### RECORDS PROVIDED

%%

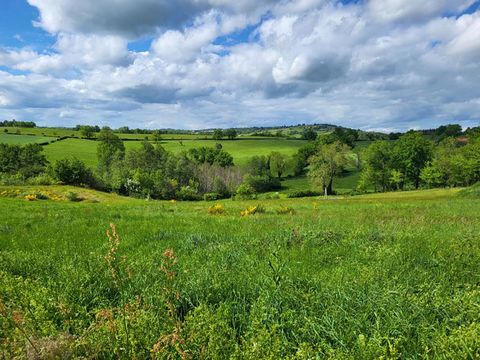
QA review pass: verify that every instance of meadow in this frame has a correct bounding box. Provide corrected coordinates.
[44,139,306,168]
[0,186,480,359]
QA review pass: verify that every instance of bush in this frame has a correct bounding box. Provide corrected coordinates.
[203,193,220,201]
[52,158,95,186]
[208,204,225,215]
[177,185,202,201]
[240,205,265,216]
[277,206,295,215]
[243,174,282,193]
[65,191,83,202]
[287,190,322,199]
[235,183,257,200]
[27,174,56,185]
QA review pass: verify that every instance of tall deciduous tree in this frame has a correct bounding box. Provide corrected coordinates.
[97,128,125,173]
[308,141,350,194]
[392,131,432,189]
[269,151,288,179]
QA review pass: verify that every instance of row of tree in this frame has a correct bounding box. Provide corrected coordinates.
[0,119,37,128]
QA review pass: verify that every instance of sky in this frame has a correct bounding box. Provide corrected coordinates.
[0,0,480,132]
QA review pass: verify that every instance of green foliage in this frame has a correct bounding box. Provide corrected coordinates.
[188,147,233,167]
[293,142,317,176]
[308,141,350,194]
[223,129,238,140]
[235,183,257,200]
[287,190,323,199]
[243,174,281,193]
[392,131,432,189]
[0,144,47,178]
[269,151,288,179]
[51,158,95,186]
[97,128,125,174]
[212,129,225,140]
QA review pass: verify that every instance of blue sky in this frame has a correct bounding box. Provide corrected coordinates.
[0,0,480,131]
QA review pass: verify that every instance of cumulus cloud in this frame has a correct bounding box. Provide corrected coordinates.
[0,0,480,130]
[28,0,275,37]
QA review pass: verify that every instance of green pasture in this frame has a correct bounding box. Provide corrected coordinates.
[0,186,480,359]
[40,139,305,167]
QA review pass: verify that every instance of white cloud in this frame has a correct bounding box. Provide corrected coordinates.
[0,0,480,129]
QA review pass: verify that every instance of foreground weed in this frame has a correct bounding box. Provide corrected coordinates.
[151,249,191,360]
[277,206,295,215]
[105,224,132,357]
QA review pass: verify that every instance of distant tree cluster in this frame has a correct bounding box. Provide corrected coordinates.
[212,129,238,140]
[0,143,47,178]
[359,131,480,191]
[0,120,37,128]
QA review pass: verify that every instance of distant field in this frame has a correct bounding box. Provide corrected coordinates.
[0,127,80,137]
[0,133,56,145]
[44,139,305,167]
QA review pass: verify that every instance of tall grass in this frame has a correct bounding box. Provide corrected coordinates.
[0,187,480,359]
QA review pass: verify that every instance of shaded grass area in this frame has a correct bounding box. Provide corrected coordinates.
[0,187,480,359]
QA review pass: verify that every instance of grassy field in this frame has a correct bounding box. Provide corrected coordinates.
[0,186,480,359]
[0,133,56,145]
[40,139,305,167]
[0,126,288,140]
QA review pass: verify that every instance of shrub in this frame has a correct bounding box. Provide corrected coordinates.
[243,174,282,193]
[208,204,225,215]
[287,190,322,199]
[25,194,38,201]
[235,183,257,200]
[277,206,295,215]
[65,191,83,202]
[177,185,201,201]
[27,173,56,185]
[52,158,94,185]
[240,205,265,216]
[203,193,220,201]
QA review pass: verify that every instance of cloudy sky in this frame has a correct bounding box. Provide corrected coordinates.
[0,0,480,131]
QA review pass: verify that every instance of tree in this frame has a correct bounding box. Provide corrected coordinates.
[363,140,393,191]
[293,142,317,176]
[332,127,358,148]
[302,127,317,141]
[308,141,350,195]
[152,130,162,144]
[52,158,94,185]
[80,125,95,139]
[392,131,432,189]
[0,144,47,178]
[212,129,224,140]
[97,128,125,173]
[269,151,288,179]
[224,129,238,140]
[188,146,233,167]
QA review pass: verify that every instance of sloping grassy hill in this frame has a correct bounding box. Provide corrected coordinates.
[0,187,480,359]
[44,139,305,167]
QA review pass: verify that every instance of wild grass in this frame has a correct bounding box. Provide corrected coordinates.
[0,187,480,359]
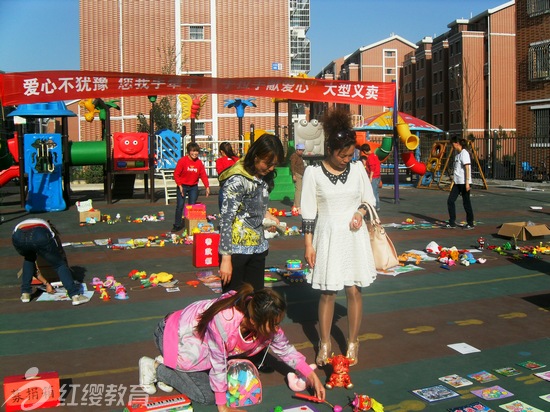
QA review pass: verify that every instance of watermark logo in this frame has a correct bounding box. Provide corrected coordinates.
[2,367,149,411]
[2,367,55,411]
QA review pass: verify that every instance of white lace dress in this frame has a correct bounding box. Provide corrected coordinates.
[302,162,376,291]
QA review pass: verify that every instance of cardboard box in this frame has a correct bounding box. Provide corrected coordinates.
[183,203,206,220]
[188,218,208,235]
[193,233,220,268]
[497,222,550,240]
[4,372,60,412]
[79,209,101,223]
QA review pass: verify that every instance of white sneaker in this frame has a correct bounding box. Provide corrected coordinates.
[72,295,90,306]
[139,356,157,395]
[155,355,174,393]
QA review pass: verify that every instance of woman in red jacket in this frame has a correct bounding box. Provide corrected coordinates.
[172,143,210,232]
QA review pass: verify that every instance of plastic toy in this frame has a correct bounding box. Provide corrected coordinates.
[115,285,130,300]
[185,280,200,288]
[350,394,384,412]
[293,393,344,412]
[99,288,111,302]
[286,363,317,392]
[149,272,174,284]
[103,275,115,289]
[325,355,353,389]
[477,237,485,250]
[286,259,302,270]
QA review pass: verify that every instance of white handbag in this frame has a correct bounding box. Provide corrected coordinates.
[365,203,399,270]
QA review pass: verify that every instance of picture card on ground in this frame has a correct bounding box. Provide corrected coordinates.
[471,385,514,401]
[533,371,550,381]
[499,401,544,412]
[376,265,424,276]
[447,402,495,412]
[494,366,521,376]
[518,361,546,370]
[447,342,481,355]
[412,385,460,402]
[468,371,498,383]
[439,374,473,388]
[36,282,94,302]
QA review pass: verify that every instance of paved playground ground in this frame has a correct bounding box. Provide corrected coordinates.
[0,181,550,412]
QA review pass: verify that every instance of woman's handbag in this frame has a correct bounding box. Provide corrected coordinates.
[365,203,399,270]
[226,359,262,408]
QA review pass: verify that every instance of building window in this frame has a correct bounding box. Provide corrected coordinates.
[528,40,550,80]
[189,26,204,40]
[533,109,550,143]
[195,122,206,136]
[527,0,550,17]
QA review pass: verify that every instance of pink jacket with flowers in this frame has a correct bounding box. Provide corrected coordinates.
[163,291,312,405]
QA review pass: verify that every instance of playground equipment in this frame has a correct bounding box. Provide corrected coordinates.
[416,140,488,190]
[4,99,162,212]
[355,110,443,183]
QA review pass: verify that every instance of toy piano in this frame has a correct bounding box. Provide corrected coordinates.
[124,394,193,412]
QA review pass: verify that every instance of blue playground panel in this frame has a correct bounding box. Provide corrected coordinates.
[157,129,183,169]
[23,134,67,212]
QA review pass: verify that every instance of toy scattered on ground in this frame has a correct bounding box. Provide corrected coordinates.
[292,393,384,412]
[286,259,302,270]
[286,363,317,392]
[325,355,353,389]
[296,393,344,412]
[128,269,174,289]
[350,393,384,412]
[284,259,309,283]
[91,275,130,302]
[477,236,488,250]
[397,252,422,265]
[185,280,200,288]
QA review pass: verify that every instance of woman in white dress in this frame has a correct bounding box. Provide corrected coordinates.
[302,110,376,366]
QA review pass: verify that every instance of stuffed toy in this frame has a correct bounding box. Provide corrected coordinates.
[325,355,353,389]
[350,394,384,412]
[286,364,317,392]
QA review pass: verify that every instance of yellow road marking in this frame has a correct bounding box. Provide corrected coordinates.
[0,273,546,335]
[0,315,163,335]
[455,319,483,326]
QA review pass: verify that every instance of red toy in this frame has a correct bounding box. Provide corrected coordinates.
[325,355,353,389]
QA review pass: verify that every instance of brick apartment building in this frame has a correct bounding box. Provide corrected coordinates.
[315,35,416,118]
[74,0,310,141]
[400,1,516,138]
[516,0,550,174]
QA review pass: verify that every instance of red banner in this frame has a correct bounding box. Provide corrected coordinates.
[0,70,395,107]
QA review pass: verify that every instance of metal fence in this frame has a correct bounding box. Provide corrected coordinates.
[162,133,550,182]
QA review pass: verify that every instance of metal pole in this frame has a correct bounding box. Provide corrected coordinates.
[393,80,399,204]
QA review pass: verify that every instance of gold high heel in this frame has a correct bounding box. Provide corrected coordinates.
[315,341,330,366]
[346,340,359,366]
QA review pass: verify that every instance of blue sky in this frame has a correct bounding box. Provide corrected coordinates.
[0,0,506,76]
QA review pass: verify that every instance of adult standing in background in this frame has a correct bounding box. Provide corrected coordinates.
[12,219,90,306]
[302,109,376,366]
[361,143,382,212]
[290,143,306,213]
[445,136,474,230]
[172,143,210,232]
[216,142,239,211]
[218,134,285,292]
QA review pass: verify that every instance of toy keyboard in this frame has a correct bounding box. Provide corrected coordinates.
[124,395,193,412]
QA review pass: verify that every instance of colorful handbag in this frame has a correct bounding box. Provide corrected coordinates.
[226,359,262,407]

%%

### INSTRUCTION
Rescale the entries from the line with "QA review pass: verify that every instance of stuffed" to the line with "[162,133,550,182]", both lines included, by repeating every line and multiplying each bounding-box coordinate by 0.75, rounded to the nearest whole number with halves rounded up. Return only these lines, leaving all other wording unchanged.

### REPLY TO THE EXERCISE
QA review pass: verify that every instance of stuffed toy in this frame has a correct bounding box. Provide corrected coordinates.
[244,266,265,292]
[263,296,288,309]
[215,273,238,294]
QA review pass: verify that every instance of yellow road marking in this frame has a correct bounding box. Provide corrected coordinates.
[0,205,410,251]
[0,236,122,251]
[341,239,362,245]
QA review pass: verify that every instance of red toy in this frame has a correct bounding box. Provide corrected coordinates.
[244,266,265,292]
QA review pass: verify that every instance of brick apartment building in this frame has a correct bounding box. Provide corrected coordinates.
[236,26,312,89]
[56,0,233,106]
[300,1,387,104]
[387,0,413,131]
QA review pass: verify that every instance of red banner in this frame has a correct bounding box. Provide corrected coordinates.
[0,53,296,80]
QA review pass: verify that every instance of metal fence in this frame has a correct bounding box. Provide corrected coordinates.
[122,100,413,137]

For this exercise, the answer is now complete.